[Saved entries]

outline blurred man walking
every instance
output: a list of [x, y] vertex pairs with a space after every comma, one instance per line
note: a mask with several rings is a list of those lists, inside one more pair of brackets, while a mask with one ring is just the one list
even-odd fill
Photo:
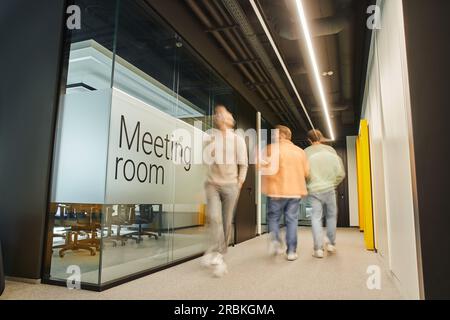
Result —
[[234, 132], [235, 121], [225, 106], [216, 107], [214, 124], [207, 142], [211, 161], [205, 183], [211, 245], [202, 264], [213, 266], [214, 275], [221, 277], [227, 272], [223, 255], [228, 249], [236, 203], [247, 175], [248, 156], [245, 140]]
[[272, 254], [283, 253], [280, 240], [280, 219], [285, 215], [287, 259], [297, 259], [297, 226], [300, 199], [307, 195], [305, 178], [309, 174], [305, 152], [291, 141], [291, 130], [277, 126], [276, 141], [267, 146], [267, 161], [264, 166], [271, 166], [278, 161], [275, 174], [262, 176], [262, 191], [267, 195], [267, 220], [270, 232], [270, 251]]
[[327, 238], [326, 250], [336, 251], [337, 203], [336, 187], [344, 180], [345, 170], [342, 159], [325, 141], [319, 130], [310, 130], [308, 140], [311, 146], [305, 149], [310, 165], [308, 178], [308, 200], [312, 206], [312, 233], [316, 258], [323, 258], [322, 218], [326, 208]]

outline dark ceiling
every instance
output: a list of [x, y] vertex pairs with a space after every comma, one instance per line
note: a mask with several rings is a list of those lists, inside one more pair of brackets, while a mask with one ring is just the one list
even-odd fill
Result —
[[[258, 93], [303, 140], [311, 128], [248, 0], [180, 0]], [[366, 0], [303, 0], [337, 139], [357, 133], [370, 31]], [[316, 128], [328, 135], [294, 0], [259, 0], [272, 37]], [[243, 16], [242, 16], [243, 13]], [[250, 29], [249, 29], [250, 28]], [[250, 31], [249, 31], [250, 30]], [[253, 37], [251, 32], [254, 33]], [[256, 38], [256, 40], [255, 40]], [[261, 46], [255, 46], [255, 41]], [[264, 60], [264, 53], [272, 65]], [[281, 78], [278, 83], [271, 68]], [[330, 73], [332, 72], [332, 74]], [[288, 93], [288, 95], [286, 95]], [[300, 118], [299, 118], [300, 117]]]
[[[373, 1], [303, 0], [320, 72], [332, 72], [321, 77], [336, 139], [355, 135], [358, 130], [371, 35], [366, 28], [366, 9]], [[256, 2], [313, 125], [328, 135], [297, 20], [295, 0]], [[87, 19], [83, 20], [82, 31], [72, 34], [72, 41], [95, 38], [112, 50], [115, 3], [77, 0]], [[122, 1], [121, 7], [116, 39], [116, 51], [121, 57], [151, 74], [164, 69], [161, 72], [169, 74], [168, 78], [163, 81], [165, 78], [161, 74], [158, 79], [170, 87], [172, 78], [167, 69], [172, 68], [173, 59], [167, 48], [174, 45], [177, 35], [156, 32], [160, 28], [153, 26], [158, 22], [153, 21], [152, 7], [251, 105], [266, 115], [272, 125], [288, 125], [293, 129], [294, 140], [300, 145], [304, 143], [311, 125], [249, 0], [127, 0]], [[149, 59], [154, 50], [166, 51], [152, 54]], [[161, 57], [165, 58], [161, 60]], [[198, 66], [192, 68], [199, 69]], [[193, 85], [199, 82], [191, 80]]]

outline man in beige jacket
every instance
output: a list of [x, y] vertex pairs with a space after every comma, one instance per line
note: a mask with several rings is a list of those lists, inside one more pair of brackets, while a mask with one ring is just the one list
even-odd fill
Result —
[[224, 255], [231, 238], [239, 192], [247, 175], [248, 155], [245, 140], [234, 132], [233, 115], [225, 106], [216, 107], [214, 124], [206, 148], [213, 156], [208, 160], [205, 183], [211, 244], [201, 263], [214, 266], [213, 274], [221, 277], [227, 273]]
[[[267, 195], [267, 220], [271, 237], [271, 253], [283, 252], [280, 241], [280, 219], [285, 215], [287, 259], [297, 259], [297, 225], [300, 199], [308, 194], [306, 178], [309, 165], [305, 152], [291, 141], [291, 130], [277, 126], [276, 141], [267, 146], [263, 159], [268, 167], [278, 161], [278, 170], [271, 175], [263, 175], [262, 191]], [[264, 154], [264, 153], [263, 153]]]

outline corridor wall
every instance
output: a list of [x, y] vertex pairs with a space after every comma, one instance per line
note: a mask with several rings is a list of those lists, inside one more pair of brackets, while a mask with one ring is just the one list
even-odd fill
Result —
[[363, 105], [370, 127], [376, 248], [406, 298], [418, 299], [419, 276], [407, 111], [409, 84], [402, 1], [379, 1]]
[[347, 183], [350, 227], [358, 227], [358, 175], [356, 167], [355, 136], [347, 137]]

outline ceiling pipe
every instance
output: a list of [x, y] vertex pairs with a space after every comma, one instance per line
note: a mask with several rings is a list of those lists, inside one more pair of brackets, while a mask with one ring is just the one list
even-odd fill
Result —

• _What you need to do_: Your task is to set down each line above verbatim while excluding the pictures.

• _Answer for this exercise_:
outline blurred man walking
every instance
output: a list of [x, y] vertex pairs with a space after every comma, one instance per line
note: a mask with several rings is a list of those lists, inside one more pair of brackets, while a mask with one ring is just the one list
even-odd fill
Photo:
Result —
[[234, 132], [235, 121], [225, 106], [216, 107], [214, 124], [207, 142], [211, 161], [205, 183], [211, 245], [202, 264], [213, 266], [214, 275], [221, 277], [227, 272], [223, 255], [228, 249], [236, 203], [247, 175], [248, 156], [245, 140]]
[[272, 254], [283, 253], [280, 240], [280, 219], [285, 215], [287, 259], [297, 259], [297, 226], [300, 199], [307, 195], [305, 178], [309, 174], [305, 152], [291, 141], [291, 130], [277, 126], [276, 141], [267, 146], [267, 161], [264, 166], [271, 166], [278, 161], [275, 174], [262, 176], [262, 191], [267, 195], [267, 220], [270, 232], [270, 251]]
[[327, 238], [326, 250], [336, 251], [337, 203], [336, 187], [344, 180], [345, 170], [342, 159], [325, 141], [319, 130], [310, 130], [308, 140], [311, 146], [305, 149], [310, 165], [308, 178], [308, 200], [312, 206], [312, 233], [316, 258], [323, 258], [322, 218], [326, 208]]

outline dark ceiling
every instance
output: a list of [x, y] vertex pairs with a space after every comma, one instance per line
note: a mask with several rings is a list of those lists, inside one more pair of brackets, while a mask with one ring is just the one list
even-odd fill
Result —
[[[258, 93], [303, 140], [311, 128], [248, 0], [180, 0]], [[366, 0], [303, 0], [337, 139], [357, 133], [370, 31]], [[316, 128], [328, 135], [294, 0], [259, 0], [272, 37]], [[243, 16], [242, 16], [243, 13]], [[250, 29], [249, 29], [250, 28]], [[250, 31], [249, 31], [250, 30]], [[253, 37], [251, 32], [254, 33]], [[256, 38], [256, 40], [255, 40]], [[261, 46], [255, 46], [255, 41]], [[264, 60], [264, 53], [272, 65]], [[281, 78], [278, 83], [271, 68]], [[330, 73], [332, 72], [332, 74]], [[288, 93], [288, 95], [286, 95]], [[300, 118], [299, 118], [300, 117]]]
[[[373, 1], [303, 0], [320, 72], [332, 72], [321, 77], [336, 139], [355, 135], [358, 130], [371, 35], [366, 28], [366, 9]], [[256, 2], [313, 125], [328, 135], [297, 20], [295, 0]], [[87, 19], [83, 20], [82, 31], [72, 34], [72, 41], [95, 38], [112, 50], [115, 3], [77, 0]], [[122, 1], [121, 7], [116, 39], [116, 51], [121, 57], [151, 74], [164, 69], [161, 72], [169, 74], [168, 78], [163, 81], [165, 78], [161, 74], [158, 79], [170, 87], [172, 78], [167, 69], [172, 68], [173, 59], [167, 48], [174, 45], [177, 35], [156, 32], [160, 28], [153, 26], [158, 22], [153, 21], [152, 7], [251, 105], [266, 115], [272, 125], [288, 125], [293, 129], [294, 140], [300, 145], [304, 143], [311, 125], [249, 0], [127, 0]], [[149, 59], [154, 50], [166, 51], [152, 54]], [[161, 57], [165, 58], [161, 60]], [[198, 66], [192, 68], [199, 69]], [[193, 85], [199, 82], [191, 80]]]

outline man in beige jacket
every instance
output: a list of [x, y] vertex pairs with a space after every comma, one instance per line
note: a mask with several rings is a list of those lists, inside one more pair of brackets, while a mask with one ring is just the one list
even-odd fill
Result —
[[224, 255], [231, 238], [239, 192], [247, 175], [248, 155], [245, 140], [234, 132], [233, 115], [225, 106], [216, 107], [214, 124], [206, 148], [213, 156], [208, 160], [205, 183], [211, 244], [201, 263], [214, 266], [213, 274], [221, 277], [227, 273]]
[[[267, 195], [267, 220], [271, 237], [271, 253], [283, 252], [280, 241], [280, 219], [285, 215], [287, 259], [297, 259], [297, 225], [300, 199], [308, 194], [306, 178], [309, 165], [305, 152], [291, 141], [291, 130], [277, 126], [276, 141], [267, 146], [263, 159], [268, 167], [278, 161], [278, 170], [271, 175], [263, 175], [262, 191]], [[264, 154], [264, 153], [263, 153]]]

outline corridor wall
every instance
output: a list of [x, y] vertex pairs with a space after every comma, one instance per line
note: a mask with several rings is a list of those lists, inside one more pair of brackets, while a mask with one ring is just the one list
even-odd fill
Result —
[[363, 105], [370, 127], [376, 248], [406, 298], [418, 299], [419, 276], [407, 111], [409, 84], [402, 1], [379, 1]]
[[347, 183], [350, 227], [358, 227], [358, 175], [356, 167], [355, 136], [347, 137]]

outline ceiling pipe
every instance
output: a list of [x, y] vertex pairs with a space after every comma, one instance per line
note: a mask with several rings is a list of those lists, inside one more pair of brackets, while a mask with one ring is just the one list
even-odd fill
Result —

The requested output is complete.